§ **Task directions**:
Find each line in the listing below that contains "white", matching case, and copy those lines out.
═══ Data entries ═══
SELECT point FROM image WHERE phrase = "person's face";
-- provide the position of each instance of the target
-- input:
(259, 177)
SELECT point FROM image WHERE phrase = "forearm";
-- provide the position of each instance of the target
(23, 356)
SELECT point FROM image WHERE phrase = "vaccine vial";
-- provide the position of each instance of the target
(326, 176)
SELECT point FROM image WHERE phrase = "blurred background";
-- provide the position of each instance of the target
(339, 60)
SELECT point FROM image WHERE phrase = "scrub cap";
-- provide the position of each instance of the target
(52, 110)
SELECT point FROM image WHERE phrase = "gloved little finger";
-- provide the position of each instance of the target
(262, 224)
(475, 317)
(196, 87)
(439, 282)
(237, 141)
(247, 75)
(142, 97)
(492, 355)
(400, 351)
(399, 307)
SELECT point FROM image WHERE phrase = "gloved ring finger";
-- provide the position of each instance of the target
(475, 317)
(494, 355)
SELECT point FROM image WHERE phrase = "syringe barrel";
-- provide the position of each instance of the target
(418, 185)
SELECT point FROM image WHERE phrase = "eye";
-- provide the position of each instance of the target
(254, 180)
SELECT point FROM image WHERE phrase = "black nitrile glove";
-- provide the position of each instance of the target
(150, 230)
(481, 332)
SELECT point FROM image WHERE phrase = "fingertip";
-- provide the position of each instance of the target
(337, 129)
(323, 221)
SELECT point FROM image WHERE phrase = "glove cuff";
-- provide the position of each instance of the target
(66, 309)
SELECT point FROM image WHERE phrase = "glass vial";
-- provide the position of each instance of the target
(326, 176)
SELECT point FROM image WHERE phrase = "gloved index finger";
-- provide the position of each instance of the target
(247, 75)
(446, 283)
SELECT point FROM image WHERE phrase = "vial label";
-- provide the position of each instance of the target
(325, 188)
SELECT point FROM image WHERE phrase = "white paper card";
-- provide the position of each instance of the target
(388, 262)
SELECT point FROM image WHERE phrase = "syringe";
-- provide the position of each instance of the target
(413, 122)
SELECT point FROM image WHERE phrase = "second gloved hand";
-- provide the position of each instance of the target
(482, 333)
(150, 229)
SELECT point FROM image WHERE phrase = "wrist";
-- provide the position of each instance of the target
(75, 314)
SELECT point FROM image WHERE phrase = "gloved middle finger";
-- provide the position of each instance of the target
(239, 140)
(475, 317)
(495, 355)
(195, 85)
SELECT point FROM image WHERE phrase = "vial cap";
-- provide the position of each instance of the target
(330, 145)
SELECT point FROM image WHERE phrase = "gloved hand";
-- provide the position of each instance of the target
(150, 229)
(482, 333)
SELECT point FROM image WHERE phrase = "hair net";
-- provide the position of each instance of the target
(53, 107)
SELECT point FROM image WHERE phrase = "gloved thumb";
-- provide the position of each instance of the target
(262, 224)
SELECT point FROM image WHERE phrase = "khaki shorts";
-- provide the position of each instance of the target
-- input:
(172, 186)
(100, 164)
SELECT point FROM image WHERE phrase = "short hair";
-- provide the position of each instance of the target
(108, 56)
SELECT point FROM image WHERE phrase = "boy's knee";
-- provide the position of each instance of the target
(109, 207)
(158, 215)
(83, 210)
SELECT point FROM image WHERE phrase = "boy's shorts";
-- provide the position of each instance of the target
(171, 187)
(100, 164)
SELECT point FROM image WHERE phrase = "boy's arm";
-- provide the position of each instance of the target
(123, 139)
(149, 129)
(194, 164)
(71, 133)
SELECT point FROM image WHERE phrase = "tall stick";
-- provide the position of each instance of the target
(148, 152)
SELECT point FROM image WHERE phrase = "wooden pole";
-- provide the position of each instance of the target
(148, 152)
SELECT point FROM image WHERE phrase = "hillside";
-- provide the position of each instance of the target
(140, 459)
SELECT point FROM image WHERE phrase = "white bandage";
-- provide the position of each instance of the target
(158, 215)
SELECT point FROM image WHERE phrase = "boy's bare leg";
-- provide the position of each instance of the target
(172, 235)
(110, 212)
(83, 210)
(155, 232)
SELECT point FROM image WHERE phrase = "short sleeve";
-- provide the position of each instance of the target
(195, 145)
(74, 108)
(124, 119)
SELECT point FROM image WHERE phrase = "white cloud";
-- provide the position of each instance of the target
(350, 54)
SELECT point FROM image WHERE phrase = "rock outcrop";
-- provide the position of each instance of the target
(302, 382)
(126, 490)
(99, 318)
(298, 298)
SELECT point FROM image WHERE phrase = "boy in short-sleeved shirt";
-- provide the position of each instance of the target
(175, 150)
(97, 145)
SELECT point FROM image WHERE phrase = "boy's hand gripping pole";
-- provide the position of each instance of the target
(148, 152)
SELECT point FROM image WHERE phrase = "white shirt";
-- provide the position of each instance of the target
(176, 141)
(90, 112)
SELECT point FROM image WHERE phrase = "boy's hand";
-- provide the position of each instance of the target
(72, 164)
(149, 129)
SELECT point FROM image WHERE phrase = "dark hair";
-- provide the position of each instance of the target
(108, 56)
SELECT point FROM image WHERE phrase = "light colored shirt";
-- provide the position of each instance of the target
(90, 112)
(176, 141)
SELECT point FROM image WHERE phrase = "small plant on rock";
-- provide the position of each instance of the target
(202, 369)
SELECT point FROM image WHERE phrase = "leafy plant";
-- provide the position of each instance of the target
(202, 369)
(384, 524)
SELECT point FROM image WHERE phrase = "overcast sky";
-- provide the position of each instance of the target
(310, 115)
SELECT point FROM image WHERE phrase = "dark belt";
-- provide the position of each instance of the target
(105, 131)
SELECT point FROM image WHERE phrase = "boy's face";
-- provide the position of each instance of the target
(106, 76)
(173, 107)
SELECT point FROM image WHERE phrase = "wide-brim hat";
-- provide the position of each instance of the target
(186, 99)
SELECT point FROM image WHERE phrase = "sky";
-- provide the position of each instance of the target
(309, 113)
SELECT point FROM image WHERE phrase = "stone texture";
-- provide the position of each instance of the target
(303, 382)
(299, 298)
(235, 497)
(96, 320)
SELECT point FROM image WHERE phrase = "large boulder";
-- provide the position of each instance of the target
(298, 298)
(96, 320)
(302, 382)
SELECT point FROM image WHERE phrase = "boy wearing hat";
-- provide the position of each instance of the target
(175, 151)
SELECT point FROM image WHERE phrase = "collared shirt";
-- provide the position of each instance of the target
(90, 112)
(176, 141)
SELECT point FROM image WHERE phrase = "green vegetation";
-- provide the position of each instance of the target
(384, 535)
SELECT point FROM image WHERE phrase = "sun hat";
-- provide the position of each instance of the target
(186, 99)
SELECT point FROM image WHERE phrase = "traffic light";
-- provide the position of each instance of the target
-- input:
═══
§ **The result**:
SELECT point FROM image WHERE phrase = "white paper card";
SELECT point FROM image WHERE phrase = "white bandage";
SELECT point FROM image WHERE phrase = "white cloud";
SELECT point FROM image WHERE phrase = "white shirt";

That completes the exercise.